**Given instruction:** Gather every line of the records below that includes the word "leaf". Case counts.
:: Records supplied
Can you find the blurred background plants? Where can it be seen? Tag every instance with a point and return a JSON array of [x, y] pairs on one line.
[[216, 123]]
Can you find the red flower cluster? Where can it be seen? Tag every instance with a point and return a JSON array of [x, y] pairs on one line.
::::
:: Records supplied
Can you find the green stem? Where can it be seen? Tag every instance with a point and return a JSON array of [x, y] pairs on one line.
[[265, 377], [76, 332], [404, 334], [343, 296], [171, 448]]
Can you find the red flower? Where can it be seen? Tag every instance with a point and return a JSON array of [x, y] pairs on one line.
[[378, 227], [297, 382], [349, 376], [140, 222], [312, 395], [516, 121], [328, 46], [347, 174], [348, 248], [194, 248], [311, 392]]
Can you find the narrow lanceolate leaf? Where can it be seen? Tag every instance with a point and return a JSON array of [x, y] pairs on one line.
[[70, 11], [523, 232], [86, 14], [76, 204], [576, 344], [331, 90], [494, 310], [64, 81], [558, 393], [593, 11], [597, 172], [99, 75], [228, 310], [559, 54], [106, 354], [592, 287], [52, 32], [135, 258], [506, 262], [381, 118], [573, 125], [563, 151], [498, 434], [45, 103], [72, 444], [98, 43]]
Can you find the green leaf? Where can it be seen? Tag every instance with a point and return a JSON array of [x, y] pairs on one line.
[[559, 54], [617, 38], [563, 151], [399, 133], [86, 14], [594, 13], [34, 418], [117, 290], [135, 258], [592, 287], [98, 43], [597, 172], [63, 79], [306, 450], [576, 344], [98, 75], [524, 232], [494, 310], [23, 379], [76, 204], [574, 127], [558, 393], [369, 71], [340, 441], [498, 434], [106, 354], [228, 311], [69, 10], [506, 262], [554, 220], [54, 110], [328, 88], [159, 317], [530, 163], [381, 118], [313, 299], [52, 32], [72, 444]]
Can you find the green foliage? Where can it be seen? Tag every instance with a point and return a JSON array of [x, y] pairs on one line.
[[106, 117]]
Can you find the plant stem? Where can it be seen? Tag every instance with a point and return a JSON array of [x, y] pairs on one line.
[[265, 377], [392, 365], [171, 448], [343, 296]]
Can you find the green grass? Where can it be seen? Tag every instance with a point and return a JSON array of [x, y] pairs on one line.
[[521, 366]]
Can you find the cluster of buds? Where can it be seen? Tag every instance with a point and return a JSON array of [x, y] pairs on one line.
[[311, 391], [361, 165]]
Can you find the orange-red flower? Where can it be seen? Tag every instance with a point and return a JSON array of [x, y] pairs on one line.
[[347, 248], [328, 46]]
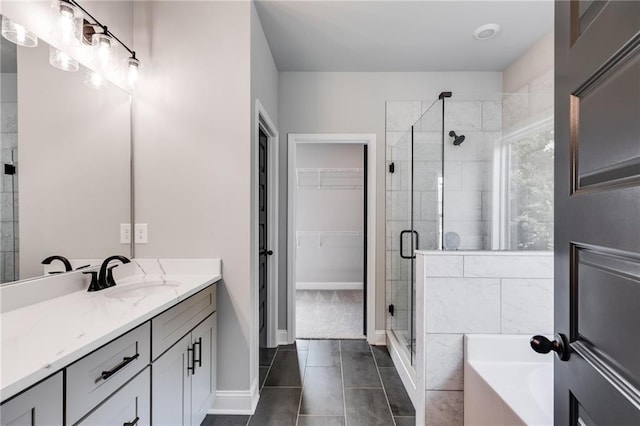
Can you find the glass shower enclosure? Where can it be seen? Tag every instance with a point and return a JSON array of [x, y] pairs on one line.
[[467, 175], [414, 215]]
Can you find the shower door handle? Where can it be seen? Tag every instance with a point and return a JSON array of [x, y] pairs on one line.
::::
**Solution to this task:**
Can you find the narrow lanceolate leaf? Where can it be seen? Tag every instance with a point and return a JSON array of [x, y] pairs on one line.
Can you find the green leaf? Where can it be seen? Tag every instance with a point and return a JSON array of [x, y] pairs on one line.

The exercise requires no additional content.